[Data shown — start]
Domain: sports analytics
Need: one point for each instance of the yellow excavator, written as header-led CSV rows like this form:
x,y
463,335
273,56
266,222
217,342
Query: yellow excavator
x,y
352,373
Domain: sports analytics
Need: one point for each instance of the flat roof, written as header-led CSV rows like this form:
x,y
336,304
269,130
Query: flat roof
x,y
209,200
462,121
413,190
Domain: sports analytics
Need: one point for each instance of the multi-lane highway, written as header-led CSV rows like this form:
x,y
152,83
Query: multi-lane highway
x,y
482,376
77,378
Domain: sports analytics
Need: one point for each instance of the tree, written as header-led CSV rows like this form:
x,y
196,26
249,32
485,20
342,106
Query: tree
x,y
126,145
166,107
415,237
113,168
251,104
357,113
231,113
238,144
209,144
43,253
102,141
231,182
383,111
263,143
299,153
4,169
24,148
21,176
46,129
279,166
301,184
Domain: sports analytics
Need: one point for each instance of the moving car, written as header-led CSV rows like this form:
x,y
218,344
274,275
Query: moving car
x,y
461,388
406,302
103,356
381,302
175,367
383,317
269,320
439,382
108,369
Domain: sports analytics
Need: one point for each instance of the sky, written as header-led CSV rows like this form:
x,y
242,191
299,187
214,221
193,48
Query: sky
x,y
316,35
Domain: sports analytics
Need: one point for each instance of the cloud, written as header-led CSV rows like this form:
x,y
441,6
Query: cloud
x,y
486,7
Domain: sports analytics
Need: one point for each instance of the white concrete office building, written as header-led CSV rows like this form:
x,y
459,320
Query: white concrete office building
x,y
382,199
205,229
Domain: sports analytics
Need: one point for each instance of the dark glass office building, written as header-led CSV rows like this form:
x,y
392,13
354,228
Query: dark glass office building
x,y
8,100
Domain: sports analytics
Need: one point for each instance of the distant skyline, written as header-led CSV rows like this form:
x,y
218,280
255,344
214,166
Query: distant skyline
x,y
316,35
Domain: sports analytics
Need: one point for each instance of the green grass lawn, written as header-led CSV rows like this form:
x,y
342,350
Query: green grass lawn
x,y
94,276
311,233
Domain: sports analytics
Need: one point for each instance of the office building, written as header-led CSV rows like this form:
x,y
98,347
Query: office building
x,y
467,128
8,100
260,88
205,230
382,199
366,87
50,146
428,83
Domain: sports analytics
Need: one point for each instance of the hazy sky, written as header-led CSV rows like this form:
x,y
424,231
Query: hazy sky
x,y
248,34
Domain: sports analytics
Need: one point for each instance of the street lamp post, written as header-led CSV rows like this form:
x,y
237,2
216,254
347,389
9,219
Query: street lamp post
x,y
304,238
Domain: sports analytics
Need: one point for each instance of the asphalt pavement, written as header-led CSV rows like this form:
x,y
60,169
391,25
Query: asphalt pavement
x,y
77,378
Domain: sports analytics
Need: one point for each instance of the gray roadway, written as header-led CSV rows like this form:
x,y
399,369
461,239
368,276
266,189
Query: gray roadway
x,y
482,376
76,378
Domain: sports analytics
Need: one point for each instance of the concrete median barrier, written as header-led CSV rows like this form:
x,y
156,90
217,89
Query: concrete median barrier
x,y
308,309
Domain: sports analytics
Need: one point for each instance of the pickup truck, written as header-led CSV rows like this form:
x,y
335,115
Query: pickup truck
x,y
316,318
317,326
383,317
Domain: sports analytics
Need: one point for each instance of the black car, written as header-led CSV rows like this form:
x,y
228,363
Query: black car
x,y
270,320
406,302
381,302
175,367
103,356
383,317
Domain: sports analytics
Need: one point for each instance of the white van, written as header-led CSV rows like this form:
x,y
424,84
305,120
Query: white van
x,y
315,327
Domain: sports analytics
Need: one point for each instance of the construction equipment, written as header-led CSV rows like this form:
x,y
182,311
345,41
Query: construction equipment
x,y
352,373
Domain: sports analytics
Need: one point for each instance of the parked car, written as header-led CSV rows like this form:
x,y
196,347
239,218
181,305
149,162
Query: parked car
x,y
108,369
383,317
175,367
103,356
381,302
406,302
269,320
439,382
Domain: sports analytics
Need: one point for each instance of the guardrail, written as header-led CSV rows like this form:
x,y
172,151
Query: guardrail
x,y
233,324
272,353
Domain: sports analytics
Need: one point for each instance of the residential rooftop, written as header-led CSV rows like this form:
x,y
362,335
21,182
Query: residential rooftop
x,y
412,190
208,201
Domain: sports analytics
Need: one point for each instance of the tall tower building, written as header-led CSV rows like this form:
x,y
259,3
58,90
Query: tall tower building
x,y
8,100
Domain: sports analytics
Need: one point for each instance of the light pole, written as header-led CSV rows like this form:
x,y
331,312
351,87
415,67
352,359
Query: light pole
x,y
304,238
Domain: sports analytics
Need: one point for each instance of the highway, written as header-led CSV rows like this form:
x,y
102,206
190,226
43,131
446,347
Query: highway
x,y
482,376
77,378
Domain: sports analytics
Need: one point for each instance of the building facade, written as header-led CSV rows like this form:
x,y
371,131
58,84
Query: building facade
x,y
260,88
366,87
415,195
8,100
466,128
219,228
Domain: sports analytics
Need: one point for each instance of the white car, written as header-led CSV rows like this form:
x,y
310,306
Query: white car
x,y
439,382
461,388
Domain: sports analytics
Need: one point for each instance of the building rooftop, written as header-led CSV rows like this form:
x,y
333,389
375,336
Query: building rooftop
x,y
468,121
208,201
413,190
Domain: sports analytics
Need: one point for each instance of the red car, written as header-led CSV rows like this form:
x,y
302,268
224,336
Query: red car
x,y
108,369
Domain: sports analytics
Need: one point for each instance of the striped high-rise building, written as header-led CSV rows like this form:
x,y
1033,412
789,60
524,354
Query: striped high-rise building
[Data shown — finish]
[Data shown — start]
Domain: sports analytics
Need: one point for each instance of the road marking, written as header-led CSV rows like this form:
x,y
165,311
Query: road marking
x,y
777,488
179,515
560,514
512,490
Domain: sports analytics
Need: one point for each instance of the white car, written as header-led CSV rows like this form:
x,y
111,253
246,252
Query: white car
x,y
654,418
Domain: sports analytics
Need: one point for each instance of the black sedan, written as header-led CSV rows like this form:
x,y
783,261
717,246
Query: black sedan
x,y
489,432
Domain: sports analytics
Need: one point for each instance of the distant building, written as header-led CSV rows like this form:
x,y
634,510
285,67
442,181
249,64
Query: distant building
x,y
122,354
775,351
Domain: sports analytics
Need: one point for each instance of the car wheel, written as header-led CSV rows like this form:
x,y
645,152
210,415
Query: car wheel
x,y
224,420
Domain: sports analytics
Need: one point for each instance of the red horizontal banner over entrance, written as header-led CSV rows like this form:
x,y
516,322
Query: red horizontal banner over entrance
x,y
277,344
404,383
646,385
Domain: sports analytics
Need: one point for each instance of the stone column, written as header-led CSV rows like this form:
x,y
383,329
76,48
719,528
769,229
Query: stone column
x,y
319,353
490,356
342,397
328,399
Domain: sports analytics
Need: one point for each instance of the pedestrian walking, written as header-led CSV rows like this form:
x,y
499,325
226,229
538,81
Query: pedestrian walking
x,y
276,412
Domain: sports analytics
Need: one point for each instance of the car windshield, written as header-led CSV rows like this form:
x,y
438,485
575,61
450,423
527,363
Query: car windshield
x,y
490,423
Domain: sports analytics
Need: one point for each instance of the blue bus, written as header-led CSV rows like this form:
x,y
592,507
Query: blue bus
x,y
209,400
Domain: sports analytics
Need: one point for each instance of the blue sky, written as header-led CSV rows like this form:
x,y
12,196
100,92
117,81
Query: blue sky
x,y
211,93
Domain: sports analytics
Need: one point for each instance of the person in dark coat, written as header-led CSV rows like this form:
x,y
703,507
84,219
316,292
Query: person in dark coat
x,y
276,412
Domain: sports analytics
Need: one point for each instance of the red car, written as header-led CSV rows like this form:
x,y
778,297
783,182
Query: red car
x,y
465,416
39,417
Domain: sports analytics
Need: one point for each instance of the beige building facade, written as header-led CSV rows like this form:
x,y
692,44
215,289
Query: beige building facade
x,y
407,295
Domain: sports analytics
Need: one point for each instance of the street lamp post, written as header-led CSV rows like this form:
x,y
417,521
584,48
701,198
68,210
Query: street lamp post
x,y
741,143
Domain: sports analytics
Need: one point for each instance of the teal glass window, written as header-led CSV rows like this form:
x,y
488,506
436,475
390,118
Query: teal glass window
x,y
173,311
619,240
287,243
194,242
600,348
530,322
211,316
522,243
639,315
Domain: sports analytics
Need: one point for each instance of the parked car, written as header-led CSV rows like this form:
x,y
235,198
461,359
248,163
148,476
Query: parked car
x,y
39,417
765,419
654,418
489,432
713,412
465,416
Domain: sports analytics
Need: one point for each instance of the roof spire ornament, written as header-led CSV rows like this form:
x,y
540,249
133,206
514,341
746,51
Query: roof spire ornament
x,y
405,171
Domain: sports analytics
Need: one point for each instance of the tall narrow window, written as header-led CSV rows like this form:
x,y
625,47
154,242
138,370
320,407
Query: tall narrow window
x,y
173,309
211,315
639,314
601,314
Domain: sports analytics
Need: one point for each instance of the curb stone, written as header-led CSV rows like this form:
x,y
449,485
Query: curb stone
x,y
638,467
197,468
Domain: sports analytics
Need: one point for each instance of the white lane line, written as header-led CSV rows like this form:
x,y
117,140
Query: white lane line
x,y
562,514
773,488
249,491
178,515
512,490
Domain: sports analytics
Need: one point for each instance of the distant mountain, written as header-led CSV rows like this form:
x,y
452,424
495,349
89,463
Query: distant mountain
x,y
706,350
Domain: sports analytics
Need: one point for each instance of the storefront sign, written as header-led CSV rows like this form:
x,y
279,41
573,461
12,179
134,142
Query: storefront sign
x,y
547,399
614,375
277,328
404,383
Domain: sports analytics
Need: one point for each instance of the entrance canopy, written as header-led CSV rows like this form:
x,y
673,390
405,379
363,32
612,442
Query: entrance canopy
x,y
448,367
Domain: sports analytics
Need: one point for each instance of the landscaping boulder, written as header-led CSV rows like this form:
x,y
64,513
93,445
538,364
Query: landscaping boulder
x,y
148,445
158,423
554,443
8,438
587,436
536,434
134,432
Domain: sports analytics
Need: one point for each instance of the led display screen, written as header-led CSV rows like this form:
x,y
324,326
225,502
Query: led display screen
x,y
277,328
[Data shown — finish]
[Data shown — start]
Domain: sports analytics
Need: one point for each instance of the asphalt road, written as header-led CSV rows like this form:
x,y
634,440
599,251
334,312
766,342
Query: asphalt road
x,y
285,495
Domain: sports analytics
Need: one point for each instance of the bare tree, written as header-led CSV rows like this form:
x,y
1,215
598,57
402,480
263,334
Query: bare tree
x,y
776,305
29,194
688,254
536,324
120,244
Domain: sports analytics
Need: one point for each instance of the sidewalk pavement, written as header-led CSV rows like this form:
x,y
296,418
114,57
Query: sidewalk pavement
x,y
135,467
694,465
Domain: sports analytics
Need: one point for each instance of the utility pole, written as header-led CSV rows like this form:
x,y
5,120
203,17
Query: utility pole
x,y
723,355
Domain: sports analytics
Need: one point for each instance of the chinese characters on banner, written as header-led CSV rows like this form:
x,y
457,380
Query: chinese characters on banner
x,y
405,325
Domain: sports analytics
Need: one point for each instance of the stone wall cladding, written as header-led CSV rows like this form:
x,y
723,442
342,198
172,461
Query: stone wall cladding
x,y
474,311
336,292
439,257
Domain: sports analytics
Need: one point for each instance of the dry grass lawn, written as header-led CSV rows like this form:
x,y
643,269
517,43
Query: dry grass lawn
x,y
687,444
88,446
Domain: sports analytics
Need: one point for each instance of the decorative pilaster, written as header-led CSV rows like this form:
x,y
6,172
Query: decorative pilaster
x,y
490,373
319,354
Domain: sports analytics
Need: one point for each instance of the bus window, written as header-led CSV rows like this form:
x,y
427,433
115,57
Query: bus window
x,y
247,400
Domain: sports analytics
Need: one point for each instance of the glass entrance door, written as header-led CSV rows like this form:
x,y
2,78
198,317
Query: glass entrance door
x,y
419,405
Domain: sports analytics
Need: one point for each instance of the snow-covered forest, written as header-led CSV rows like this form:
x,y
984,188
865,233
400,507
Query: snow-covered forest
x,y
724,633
[Data shown — finish]
**Problem requirements:**
For the records above, state how many lines contain "striped", and nothing more.

**Written response:**
2